§ **Items listed in a dataset**
#####
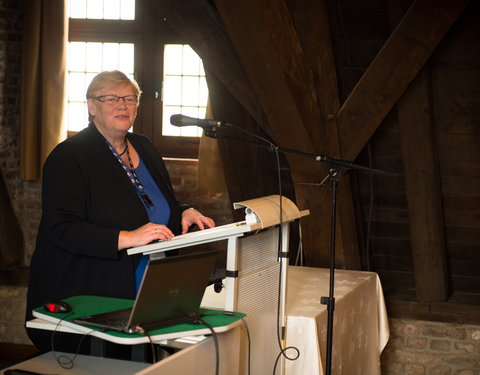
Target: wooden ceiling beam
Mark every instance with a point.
(272, 54)
(422, 186)
(199, 23)
(11, 236)
(393, 69)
#####
§ **WHAT IS EXPECTED**
Leave out the pictures, and give all the records again exactly.

§ **ANSWER FOR THIS EXERCISE**
Target: wooden ceiling beam
Mark every instance with a point.
(272, 54)
(422, 186)
(199, 23)
(11, 236)
(393, 69)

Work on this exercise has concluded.